» **Problem description**
Copy out every line of the rows below that contains the word "peak".

» **Working data**
┄┄┄┄┄┄

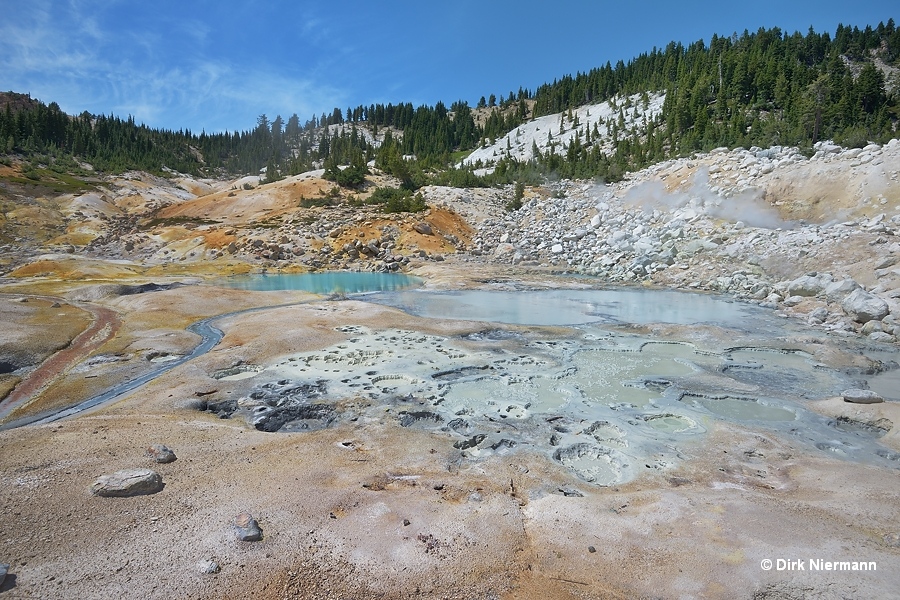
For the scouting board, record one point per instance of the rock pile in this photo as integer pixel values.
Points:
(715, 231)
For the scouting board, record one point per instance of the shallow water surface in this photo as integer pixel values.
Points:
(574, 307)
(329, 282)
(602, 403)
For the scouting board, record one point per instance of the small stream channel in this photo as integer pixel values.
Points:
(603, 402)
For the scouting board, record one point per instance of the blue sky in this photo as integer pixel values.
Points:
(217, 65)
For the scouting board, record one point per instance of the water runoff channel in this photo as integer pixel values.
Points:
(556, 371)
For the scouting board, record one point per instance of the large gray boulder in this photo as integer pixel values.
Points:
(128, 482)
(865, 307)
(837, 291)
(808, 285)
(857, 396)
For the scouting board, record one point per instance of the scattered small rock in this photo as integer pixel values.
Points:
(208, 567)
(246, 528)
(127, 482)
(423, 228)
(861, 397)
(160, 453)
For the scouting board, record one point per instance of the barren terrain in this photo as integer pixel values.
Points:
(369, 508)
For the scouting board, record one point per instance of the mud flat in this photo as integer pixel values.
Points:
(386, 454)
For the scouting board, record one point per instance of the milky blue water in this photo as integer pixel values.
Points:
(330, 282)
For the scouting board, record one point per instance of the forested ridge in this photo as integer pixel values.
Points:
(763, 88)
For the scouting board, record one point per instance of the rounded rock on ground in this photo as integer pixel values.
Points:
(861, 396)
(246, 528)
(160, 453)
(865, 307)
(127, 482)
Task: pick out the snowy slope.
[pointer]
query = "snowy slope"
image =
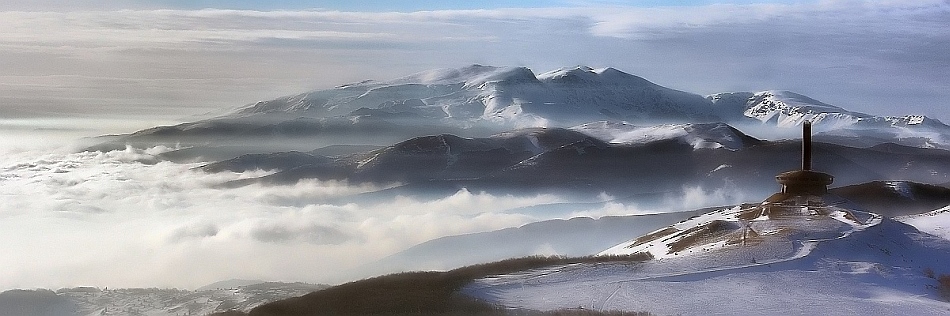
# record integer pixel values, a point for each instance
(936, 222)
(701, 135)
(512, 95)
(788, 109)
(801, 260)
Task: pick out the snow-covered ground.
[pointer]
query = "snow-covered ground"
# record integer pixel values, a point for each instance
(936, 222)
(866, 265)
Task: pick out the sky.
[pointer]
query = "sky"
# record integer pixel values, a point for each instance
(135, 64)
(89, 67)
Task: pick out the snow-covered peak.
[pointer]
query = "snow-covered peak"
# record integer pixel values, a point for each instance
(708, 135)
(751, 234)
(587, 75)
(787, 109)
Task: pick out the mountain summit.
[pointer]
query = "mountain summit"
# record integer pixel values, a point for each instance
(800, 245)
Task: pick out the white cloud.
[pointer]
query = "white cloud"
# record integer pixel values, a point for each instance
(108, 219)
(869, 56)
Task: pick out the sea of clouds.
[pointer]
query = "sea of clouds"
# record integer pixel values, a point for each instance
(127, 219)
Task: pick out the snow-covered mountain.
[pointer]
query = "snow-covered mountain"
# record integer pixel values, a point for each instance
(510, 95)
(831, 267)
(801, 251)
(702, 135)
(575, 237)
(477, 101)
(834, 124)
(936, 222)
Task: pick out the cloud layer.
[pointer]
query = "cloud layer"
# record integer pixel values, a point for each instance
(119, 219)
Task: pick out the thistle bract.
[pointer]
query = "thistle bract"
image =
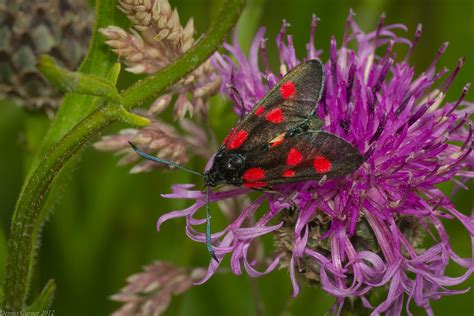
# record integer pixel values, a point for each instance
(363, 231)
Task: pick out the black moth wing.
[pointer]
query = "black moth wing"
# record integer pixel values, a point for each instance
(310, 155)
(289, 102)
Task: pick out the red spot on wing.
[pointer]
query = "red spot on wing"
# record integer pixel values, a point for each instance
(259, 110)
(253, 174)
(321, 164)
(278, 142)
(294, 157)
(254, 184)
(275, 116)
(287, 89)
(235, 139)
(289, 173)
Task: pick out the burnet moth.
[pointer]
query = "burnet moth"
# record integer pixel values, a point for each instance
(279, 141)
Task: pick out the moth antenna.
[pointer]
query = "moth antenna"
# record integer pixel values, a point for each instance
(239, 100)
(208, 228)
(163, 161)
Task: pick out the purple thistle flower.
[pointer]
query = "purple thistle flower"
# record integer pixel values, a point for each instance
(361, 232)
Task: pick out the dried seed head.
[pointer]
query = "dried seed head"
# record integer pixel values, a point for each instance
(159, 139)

┄┄┄┄┄┄

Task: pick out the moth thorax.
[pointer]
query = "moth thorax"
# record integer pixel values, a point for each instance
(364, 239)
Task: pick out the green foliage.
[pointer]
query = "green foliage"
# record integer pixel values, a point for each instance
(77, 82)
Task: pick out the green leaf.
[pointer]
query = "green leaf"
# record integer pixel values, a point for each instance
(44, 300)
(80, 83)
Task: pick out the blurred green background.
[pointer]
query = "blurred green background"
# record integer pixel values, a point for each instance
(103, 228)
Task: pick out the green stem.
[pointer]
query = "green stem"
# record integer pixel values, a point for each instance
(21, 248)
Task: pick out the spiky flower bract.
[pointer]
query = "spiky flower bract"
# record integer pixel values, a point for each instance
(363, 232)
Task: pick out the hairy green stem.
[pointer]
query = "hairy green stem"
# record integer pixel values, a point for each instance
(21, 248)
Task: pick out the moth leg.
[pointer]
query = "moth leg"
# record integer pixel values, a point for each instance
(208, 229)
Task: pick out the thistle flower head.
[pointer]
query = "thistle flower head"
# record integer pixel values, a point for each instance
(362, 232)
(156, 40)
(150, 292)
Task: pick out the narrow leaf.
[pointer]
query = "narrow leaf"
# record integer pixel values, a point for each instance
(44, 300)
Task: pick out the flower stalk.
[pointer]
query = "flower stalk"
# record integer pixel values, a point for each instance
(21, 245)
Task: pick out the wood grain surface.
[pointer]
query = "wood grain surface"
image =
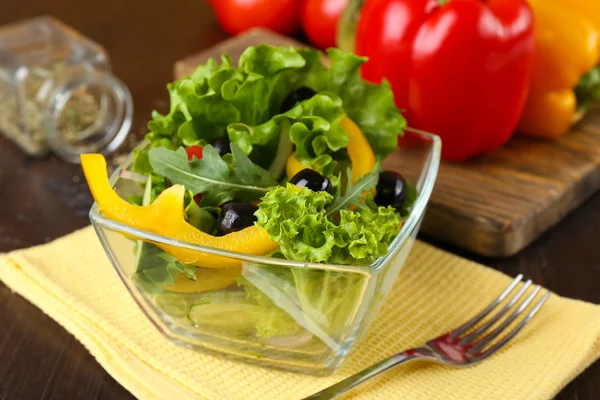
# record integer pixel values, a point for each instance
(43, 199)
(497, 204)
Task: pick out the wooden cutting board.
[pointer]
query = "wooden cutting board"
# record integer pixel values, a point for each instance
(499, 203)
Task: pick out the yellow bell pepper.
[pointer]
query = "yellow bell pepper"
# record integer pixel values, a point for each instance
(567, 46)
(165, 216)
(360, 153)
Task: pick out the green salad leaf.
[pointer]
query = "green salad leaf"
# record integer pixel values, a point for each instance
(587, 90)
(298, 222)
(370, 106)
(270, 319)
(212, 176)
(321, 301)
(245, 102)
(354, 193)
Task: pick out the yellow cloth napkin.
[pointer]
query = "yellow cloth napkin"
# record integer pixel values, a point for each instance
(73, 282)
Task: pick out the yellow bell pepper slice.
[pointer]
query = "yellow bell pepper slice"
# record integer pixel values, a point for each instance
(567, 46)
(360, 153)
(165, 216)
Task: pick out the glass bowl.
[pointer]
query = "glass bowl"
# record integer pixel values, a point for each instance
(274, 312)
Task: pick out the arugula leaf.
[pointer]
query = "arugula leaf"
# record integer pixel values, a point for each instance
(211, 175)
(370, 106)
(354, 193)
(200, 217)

┄┄┄┄┄┄

» **Complete answer**
Task: pick out the snow-covered peak.
query = "snow-covered peak"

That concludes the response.